Examples of point labeling
----

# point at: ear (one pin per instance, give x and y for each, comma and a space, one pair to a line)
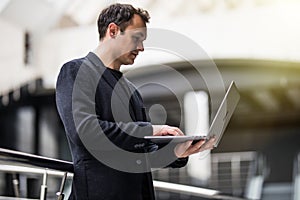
112, 30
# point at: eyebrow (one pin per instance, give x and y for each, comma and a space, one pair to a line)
140, 34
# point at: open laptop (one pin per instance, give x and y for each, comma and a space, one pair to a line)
218, 125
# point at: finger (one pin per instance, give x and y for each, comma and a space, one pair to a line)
178, 131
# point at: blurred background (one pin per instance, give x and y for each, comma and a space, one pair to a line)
253, 42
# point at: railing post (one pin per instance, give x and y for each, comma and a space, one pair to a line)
60, 194
43, 194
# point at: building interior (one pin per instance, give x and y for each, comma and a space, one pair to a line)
193, 47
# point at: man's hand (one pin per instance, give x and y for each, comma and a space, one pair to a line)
187, 148
160, 130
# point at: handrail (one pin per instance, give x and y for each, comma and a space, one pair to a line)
26, 159
29, 163
192, 190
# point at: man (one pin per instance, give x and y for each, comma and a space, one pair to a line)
105, 119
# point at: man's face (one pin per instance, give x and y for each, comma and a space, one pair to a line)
130, 42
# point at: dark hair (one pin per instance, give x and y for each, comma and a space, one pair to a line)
121, 15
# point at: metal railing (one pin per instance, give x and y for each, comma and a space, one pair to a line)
19, 162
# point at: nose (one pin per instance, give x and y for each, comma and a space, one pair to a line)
140, 46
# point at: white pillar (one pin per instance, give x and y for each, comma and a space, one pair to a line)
196, 117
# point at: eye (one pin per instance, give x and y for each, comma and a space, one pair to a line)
135, 38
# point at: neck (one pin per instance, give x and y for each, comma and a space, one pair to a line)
106, 56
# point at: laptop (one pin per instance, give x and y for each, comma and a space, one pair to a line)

----

> Task objective: Copy the stretch of the material from the line that contains "# point at: open" through the end of the material word for word, including both the first and last lines.

> Answer to this task:
# point at: open laptop (one pin per instance, give x and y for each, comma and a space, one pair to a line)
218, 125
# point at: finger (one pin per instance, give x and y for each, comma and a space, one pair to a line)
178, 131
# point at: blurred background (one pin per instance, give x and y for each, comma and a space, one pair to a line)
253, 42
# point at: railing post (one pin per instance, give x and y for each, comma and a space, one pair to a line)
60, 194
43, 194
# point at: building interior (one pin per instance, give x and y for each, comma and a space, one pair to a line)
193, 47
# point at: man's hand (one pin per instance, give x and y for each, comma and a space, one pair to a line)
187, 148
160, 130
# point at: handrail (one pin per instance, give x and y for each, comma and a space, one pair to a line)
26, 159
29, 163
192, 190
# point at: man (one pin per instance, give x and y for each, comma and a space, one pair to a line)
105, 119
# point at: man's face (one pin per instance, give x and y for each, comma and a space, one pair to a line)
130, 42
# point at: dark hair (one pin per instance, give x and y for each, comma and a space, one pair to a line)
121, 15
# point at: metal railing (one pin per instance, give x and y for each, comma and a space, one pair to a line)
19, 162
# point at: nose (one pin per instance, give x and y for each, comma and a space, one pair to a line)
140, 46
# point at: white pillar (one pin per instance, give x and y for each, comma and a space, one pair to a line)
196, 117
# point at: eye (one pin per instance, give x and y for each, comma and a space, one pair to a line)
135, 38
# point at: neck (one pin per instance, give x and y for each, comma and a space, one pair to a line)
106, 56
# point at: laptop (one pin per instance, give x and y for each, comma and a space, one pair to a line)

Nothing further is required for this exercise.